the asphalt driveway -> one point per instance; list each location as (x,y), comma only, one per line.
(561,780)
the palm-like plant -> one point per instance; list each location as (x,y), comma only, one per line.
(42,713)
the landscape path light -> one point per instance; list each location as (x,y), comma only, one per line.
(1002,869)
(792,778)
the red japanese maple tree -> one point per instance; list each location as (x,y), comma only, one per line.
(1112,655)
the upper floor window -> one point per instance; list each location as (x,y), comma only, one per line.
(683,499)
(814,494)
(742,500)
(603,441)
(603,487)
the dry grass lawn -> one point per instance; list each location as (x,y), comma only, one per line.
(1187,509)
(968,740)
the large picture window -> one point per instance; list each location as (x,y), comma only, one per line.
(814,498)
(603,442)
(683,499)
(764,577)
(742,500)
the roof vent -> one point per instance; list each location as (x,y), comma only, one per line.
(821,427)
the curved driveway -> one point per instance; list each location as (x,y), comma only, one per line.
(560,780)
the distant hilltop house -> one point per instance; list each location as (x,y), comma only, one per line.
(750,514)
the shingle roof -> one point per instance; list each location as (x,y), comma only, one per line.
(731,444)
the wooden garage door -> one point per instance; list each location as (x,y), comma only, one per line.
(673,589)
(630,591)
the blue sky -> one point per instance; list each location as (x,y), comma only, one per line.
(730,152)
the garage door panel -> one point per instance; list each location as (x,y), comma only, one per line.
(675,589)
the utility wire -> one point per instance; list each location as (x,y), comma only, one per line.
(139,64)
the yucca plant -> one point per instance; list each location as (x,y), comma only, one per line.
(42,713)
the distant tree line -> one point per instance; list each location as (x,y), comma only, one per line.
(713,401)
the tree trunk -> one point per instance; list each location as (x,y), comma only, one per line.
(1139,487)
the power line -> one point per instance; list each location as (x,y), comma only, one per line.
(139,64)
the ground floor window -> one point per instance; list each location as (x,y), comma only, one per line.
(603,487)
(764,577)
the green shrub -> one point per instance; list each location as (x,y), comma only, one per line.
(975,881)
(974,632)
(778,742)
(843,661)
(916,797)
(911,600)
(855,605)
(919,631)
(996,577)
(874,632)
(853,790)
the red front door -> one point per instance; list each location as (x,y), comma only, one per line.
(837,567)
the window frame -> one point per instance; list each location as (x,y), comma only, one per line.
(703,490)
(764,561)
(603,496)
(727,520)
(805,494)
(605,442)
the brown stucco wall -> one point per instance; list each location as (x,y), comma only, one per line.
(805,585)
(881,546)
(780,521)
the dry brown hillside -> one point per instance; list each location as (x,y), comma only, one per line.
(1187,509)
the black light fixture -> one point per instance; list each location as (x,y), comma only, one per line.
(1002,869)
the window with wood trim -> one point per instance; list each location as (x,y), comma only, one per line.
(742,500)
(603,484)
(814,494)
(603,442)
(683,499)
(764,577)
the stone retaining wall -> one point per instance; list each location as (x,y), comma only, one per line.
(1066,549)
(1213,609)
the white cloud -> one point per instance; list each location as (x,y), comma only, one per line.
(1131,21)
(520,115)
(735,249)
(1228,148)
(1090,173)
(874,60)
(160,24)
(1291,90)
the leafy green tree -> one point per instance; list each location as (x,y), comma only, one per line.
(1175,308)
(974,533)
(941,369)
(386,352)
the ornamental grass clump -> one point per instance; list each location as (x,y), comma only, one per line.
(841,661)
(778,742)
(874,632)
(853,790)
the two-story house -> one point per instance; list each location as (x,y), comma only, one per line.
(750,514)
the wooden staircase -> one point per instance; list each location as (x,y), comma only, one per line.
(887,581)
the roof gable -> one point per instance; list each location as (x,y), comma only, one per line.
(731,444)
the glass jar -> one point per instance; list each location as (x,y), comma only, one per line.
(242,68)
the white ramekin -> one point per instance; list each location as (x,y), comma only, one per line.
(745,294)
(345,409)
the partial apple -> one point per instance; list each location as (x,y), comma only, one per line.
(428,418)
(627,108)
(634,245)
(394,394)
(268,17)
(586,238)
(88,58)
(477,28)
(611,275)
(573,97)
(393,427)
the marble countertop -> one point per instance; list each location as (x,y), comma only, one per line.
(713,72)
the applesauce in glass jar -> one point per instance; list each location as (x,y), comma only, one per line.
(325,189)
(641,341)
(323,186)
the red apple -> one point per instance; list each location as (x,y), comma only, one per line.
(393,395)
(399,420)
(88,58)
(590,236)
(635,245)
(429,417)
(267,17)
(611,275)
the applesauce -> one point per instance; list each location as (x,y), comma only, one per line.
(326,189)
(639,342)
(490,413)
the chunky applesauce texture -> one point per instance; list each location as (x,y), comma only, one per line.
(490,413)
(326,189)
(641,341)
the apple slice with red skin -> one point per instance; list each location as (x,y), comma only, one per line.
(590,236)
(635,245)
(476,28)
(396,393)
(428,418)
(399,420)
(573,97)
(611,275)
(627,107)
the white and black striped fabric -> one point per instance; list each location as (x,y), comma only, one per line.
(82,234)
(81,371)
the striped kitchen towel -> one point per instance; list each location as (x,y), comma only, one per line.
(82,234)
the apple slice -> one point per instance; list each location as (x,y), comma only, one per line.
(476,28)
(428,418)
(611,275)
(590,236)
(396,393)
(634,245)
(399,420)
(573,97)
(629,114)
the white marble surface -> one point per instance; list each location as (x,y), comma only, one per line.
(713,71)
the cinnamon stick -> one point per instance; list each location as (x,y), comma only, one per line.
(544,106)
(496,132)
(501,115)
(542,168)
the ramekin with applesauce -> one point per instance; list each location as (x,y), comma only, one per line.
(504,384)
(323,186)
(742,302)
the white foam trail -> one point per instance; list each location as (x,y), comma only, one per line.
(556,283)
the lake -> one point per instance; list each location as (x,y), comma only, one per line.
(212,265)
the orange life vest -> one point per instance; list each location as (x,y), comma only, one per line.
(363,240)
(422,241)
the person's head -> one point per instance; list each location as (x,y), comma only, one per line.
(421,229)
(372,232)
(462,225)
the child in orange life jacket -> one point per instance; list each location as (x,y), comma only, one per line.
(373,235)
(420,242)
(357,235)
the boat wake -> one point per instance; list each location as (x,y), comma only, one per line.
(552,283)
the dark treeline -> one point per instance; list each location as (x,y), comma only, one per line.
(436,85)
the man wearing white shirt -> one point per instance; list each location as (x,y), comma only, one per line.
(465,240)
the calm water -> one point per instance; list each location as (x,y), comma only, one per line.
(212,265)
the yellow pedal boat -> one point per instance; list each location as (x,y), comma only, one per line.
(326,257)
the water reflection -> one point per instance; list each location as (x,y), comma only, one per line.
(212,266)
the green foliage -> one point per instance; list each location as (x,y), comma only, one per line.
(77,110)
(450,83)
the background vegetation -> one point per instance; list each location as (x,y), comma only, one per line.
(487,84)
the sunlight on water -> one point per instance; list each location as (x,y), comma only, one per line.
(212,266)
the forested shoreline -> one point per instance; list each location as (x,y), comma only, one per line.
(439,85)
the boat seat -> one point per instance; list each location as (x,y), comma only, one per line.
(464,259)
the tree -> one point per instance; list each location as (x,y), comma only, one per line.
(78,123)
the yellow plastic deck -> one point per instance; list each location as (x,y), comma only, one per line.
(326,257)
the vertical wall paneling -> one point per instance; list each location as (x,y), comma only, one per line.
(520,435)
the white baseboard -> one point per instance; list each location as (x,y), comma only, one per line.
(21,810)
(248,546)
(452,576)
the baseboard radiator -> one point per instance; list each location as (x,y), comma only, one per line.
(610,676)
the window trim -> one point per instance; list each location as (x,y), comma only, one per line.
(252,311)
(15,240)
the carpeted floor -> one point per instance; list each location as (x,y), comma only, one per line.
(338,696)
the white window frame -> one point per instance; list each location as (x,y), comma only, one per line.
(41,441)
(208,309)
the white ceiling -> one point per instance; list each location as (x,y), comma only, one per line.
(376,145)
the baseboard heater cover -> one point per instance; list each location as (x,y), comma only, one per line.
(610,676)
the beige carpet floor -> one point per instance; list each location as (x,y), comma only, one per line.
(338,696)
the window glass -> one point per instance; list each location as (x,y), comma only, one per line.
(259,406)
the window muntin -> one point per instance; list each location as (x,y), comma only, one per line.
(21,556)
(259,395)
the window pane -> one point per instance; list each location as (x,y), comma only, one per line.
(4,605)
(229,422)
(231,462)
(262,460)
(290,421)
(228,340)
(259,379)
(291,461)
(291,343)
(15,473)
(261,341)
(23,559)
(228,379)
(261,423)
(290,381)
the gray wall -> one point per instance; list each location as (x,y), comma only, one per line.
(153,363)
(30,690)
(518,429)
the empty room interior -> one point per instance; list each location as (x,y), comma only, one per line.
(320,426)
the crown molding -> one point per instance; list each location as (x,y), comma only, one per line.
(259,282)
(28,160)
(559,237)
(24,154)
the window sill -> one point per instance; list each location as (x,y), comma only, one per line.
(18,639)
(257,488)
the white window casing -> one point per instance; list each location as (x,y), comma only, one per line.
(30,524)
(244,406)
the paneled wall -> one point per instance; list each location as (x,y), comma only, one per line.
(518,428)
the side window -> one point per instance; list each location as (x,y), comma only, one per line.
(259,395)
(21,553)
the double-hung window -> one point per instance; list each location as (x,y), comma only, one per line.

........

## Task requirements
Starting with the line that contains "the empty room", output every line through the end of the listing above, unchanged.

## Result of this task
the empty room interior -> one point per instance; list each location as (x,y), comma only, one per line.
(320,426)
the crown molding -> one point per instance; list each location as (x,y), comma only, one per line.
(259,282)
(28,160)
(559,237)
(24,154)
the window sill -> one point per instance; list each location as (x,y), comma only, one per line.
(18,639)
(257,488)
the white window casing -> one point per instance; list each location as (x,y), comma only, one per line.
(30,524)
(244,406)
the paneled wall -> one point per instance; list each location as (x,y), comma only, one per line.
(518,428)
the side window -> one point per instance; list each location as (x,y), comma only, one per line.
(259,395)
(21,553)
the double-hung window -> one point per instance; list each location as (x,y), comma only, one per line.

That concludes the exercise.